### LISTED ENTRIES
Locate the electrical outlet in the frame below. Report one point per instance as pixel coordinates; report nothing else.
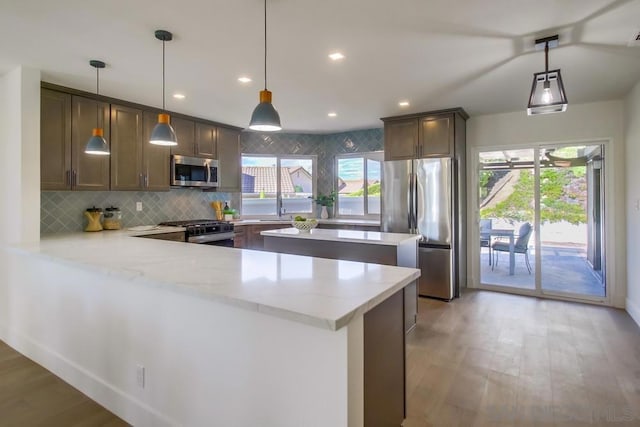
(140, 376)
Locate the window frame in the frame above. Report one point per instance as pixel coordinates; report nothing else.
(368, 155)
(279, 157)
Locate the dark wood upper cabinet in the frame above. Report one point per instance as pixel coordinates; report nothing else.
(433, 134)
(55, 140)
(126, 148)
(156, 158)
(67, 119)
(436, 136)
(136, 164)
(206, 140)
(185, 133)
(229, 160)
(401, 139)
(88, 171)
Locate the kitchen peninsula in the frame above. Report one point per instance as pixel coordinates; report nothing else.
(398, 249)
(168, 333)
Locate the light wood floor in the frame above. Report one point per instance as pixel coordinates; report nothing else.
(486, 359)
(491, 359)
(32, 396)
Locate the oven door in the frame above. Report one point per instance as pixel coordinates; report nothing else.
(215, 239)
(193, 172)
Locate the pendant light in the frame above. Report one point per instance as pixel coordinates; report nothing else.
(547, 91)
(97, 144)
(265, 118)
(163, 133)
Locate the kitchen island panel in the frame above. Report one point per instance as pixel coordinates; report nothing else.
(206, 362)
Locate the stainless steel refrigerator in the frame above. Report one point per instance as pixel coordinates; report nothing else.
(424, 196)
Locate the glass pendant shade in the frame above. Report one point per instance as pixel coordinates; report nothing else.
(163, 133)
(547, 94)
(265, 118)
(97, 144)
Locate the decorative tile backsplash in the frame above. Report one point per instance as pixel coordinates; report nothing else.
(326, 147)
(63, 211)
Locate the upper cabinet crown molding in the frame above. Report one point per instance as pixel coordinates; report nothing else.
(424, 135)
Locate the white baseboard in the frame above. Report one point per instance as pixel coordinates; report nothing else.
(634, 310)
(115, 400)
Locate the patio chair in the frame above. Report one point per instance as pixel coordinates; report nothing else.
(521, 245)
(485, 238)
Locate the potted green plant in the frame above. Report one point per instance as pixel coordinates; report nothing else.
(326, 201)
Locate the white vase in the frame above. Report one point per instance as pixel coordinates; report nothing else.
(324, 214)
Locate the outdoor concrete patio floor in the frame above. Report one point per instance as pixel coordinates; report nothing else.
(564, 269)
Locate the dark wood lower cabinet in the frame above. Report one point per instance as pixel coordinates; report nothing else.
(384, 364)
(178, 236)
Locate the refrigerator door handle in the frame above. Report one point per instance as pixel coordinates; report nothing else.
(415, 202)
(410, 204)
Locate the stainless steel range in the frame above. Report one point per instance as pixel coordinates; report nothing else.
(206, 231)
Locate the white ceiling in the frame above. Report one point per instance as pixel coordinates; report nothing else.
(436, 54)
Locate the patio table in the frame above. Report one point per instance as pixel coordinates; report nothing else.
(505, 233)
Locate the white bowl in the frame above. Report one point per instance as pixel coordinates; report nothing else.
(305, 226)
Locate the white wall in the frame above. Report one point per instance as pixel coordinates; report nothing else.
(20, 156)
(600, 121)
(632, 155)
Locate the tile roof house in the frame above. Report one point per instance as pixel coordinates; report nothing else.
(256, 179)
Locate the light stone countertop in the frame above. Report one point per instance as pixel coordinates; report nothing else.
(353, 236)
(319, 292)
(343, 221)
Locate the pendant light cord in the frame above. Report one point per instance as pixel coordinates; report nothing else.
(546, 57)
(265, 44)
(163, 108)
(97, 93)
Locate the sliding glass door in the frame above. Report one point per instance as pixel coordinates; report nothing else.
(541, 220)
(571, 215)
(507, 210)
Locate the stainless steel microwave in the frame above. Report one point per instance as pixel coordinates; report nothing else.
(193, 172)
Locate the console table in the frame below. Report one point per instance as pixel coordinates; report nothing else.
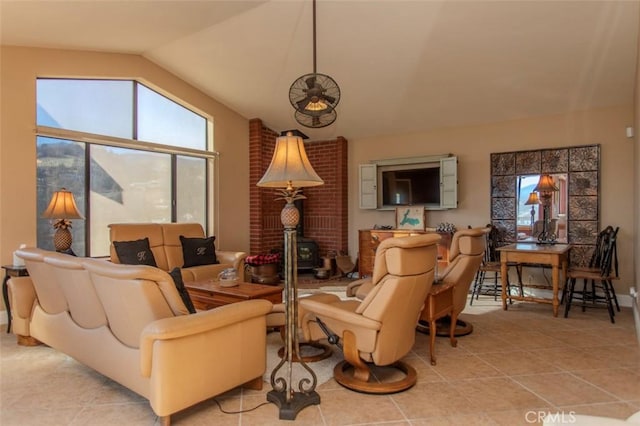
(369, 239)
(554, 255)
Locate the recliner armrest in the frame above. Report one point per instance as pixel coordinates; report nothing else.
(359, 288)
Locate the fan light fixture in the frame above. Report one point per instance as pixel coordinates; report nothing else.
(314, 96)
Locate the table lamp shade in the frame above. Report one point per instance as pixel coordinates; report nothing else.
(290, 166)
(62, 206)
(545, 184)
(533, 199)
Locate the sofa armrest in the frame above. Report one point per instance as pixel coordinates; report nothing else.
(236, 258)
(22, 297)
(185, 326)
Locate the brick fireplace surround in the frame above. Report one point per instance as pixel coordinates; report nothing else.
(325, 209)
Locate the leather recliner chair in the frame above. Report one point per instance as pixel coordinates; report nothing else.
(379, 330)
(465, 257)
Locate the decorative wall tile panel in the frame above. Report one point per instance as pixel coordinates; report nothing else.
(584, 158)
(555, 161)
(528, 163)
(503, 208)
(583, 232)
(583, 183)
(583, 208)
(503, 164)
(582, 166)
(507, 231)
(503, 186)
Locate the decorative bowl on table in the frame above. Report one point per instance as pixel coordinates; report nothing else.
(228, 278)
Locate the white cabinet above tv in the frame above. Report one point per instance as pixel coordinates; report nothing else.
(429, 181)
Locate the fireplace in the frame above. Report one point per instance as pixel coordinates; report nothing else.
(307, 253)
(308, 256)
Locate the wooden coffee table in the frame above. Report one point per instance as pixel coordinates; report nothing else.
(210, 294)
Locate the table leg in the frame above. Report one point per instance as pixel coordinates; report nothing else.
(555, 277)
(5, 298)
(504, 270)
(452, 330)
(432, 336)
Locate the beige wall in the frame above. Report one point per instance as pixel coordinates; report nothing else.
(473, 145)
(19, 68)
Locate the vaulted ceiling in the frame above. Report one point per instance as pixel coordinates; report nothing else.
(402, 66)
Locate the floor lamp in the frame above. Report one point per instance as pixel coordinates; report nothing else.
(291, 170)
(545, 188)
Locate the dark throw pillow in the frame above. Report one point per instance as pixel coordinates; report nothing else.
(68, 251)
(184, 294)
(136, 252)
(198, 251)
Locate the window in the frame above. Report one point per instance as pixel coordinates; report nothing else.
(126, 152)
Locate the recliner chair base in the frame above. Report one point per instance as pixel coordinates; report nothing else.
(343, 373)
(323, 352)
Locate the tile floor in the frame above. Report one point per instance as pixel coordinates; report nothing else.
(513, 366)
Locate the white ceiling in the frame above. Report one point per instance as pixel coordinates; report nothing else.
(402, 66)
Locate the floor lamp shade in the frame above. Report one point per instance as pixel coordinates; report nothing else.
(63, 208)
(290, 166)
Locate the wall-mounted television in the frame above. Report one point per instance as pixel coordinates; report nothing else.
(429, 181)
(408, 185)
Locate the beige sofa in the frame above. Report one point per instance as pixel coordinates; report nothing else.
(164, 239)
(130, 324)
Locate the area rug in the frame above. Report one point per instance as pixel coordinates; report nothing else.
(322, 369)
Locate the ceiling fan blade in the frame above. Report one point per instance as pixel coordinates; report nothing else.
(303, 103)
(329, 99)
(311, 81)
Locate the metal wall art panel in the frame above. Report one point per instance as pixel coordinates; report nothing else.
(582, 166)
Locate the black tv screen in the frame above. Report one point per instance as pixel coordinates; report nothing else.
(411, 187)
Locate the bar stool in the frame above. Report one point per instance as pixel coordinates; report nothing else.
(602, 270)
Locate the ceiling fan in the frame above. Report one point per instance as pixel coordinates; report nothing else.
(314, 96)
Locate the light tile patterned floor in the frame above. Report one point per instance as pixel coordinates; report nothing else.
(515, 365)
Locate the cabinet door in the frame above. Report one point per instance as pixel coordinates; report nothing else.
(368, 187)
(449, 183)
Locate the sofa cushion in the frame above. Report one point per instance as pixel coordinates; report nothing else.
(176, 274)
(137, 252)
(198, 251)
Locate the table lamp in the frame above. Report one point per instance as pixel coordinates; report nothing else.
(532, 201)
(63, 208)
(545, 189)
(291, 170)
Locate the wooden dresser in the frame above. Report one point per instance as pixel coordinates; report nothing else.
(369, 239)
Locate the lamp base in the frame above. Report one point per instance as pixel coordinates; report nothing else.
(299, 400)
(62, 239)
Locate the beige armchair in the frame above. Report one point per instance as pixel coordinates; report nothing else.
(465, 257)
(380, 330)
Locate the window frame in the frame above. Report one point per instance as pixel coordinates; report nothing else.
(209, 154)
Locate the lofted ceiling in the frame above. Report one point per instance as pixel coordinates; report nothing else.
(402, 66)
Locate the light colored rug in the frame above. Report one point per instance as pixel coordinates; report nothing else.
(322, 369)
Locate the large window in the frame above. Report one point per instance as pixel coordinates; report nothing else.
(126, 152)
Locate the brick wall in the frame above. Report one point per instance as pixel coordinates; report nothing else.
(325, 209)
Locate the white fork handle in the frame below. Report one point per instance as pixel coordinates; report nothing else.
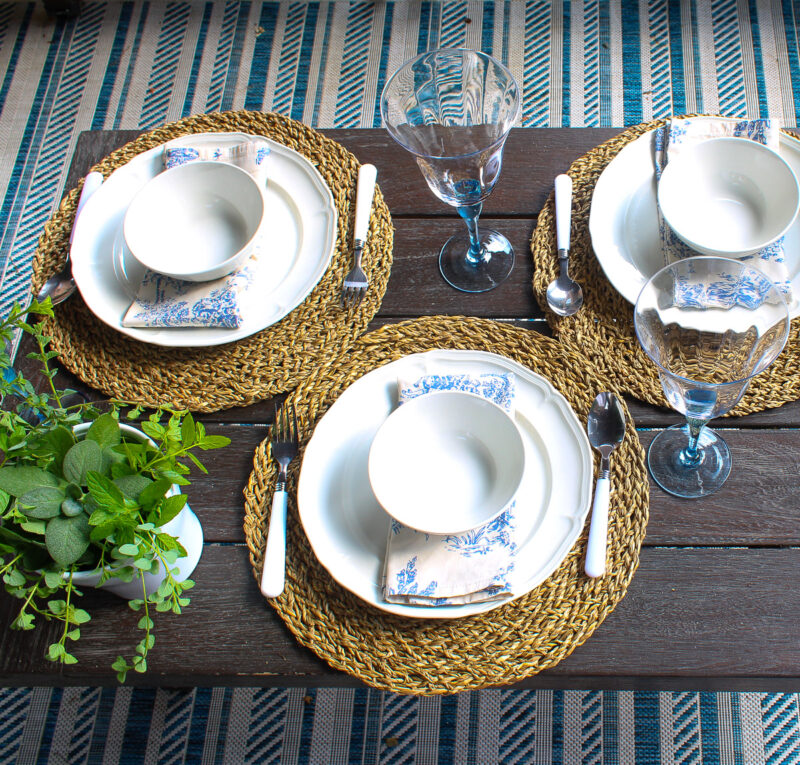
(273, 573)
(364, 193)
(598, 531)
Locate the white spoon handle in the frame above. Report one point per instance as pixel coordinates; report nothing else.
(364, 193)
(598, 531)
(273, 573)
(563, 210)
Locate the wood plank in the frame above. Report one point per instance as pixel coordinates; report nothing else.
(699, 616)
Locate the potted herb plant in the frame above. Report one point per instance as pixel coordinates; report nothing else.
(87, 499)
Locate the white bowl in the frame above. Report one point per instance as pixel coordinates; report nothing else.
(728, 196)
(197, 221)
(446, 462)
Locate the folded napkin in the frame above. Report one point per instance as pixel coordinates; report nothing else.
(439, 570)
(162, 301)
(668, 142)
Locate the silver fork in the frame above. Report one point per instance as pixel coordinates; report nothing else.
(284, 450)
(355, 283)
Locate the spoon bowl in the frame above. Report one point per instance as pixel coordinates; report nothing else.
(564, 295)
(606, 429)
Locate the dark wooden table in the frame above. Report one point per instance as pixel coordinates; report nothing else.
(714, 604)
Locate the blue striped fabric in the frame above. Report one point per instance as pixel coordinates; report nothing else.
(138, 64)
(332, 726)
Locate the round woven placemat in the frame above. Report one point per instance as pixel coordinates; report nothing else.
(239, 373)
(502, 646)
(603, 328)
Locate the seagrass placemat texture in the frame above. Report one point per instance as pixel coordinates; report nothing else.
(499, 647)
(603, 328)
(258, 367)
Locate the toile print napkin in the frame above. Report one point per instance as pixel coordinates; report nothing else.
(163, 301)
(677, 135)
(440, 570)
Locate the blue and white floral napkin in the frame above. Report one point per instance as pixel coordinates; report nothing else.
(668, 142)
(163, 301)
(440, 570)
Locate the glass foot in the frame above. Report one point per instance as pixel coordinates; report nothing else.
(673, 475)
(484, 275)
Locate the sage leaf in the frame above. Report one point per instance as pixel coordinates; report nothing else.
(67, 538)
(71, 507)
(104, 431)
(105, 492)
(83, 457)
(19, 479)
(58, 441)
(42, 502)
(133, 485)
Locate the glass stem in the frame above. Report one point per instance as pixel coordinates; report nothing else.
(470, 215)
(691, 456)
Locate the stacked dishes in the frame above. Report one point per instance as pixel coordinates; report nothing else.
(624, 220)
(347, 526)
(299, 235)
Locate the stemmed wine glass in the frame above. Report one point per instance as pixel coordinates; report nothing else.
(710, 325)
(453, 109)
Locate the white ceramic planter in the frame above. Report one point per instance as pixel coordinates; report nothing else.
(185, 527)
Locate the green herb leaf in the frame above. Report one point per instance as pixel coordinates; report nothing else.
(34, 527)
(53, 579)
(14, 578)
(55, 651)
(24, 621)
(82, 458)
(105, 492)
(58, 442)
(79, 616)
(154, 492)
(71, 507)
(41, 502)
(188, 430)
(20, 479)
(133, 485)
(214, 442)
(105, 431)
(67, 538)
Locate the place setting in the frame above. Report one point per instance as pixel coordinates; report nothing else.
(660, 192)
(419, 513)
(197, 280)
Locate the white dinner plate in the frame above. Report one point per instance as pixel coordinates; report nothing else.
(348, 529)
(301, 231)
(623, 220)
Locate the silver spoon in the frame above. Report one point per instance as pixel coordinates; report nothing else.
(606, 429)
(61, 285)
(564, 295)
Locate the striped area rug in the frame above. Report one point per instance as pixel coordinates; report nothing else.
(141, 63)
(338, 727)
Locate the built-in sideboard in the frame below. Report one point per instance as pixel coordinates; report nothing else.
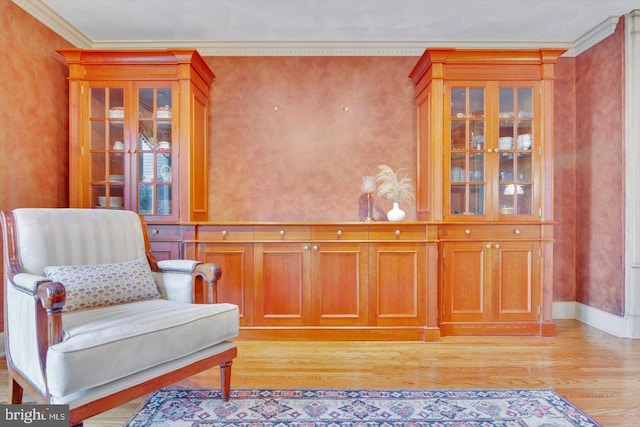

### PROBLEM TO WORK ON
Report each line of the entries above that contains the word "panel", copying every such line in full.

### SOLUTION TO THE PROBLEM
Locate the kitchen island panel in the frame above. Report one point per instance as pixel coordinates; report nothing else.
Locate the decorative wall tile panel in the frame above. Report one point per instance as pixel coordinates; report nothing else.
Locate the metal wall art panel in the frame above. Report one point per instance as pixel coordinates; report nothing else.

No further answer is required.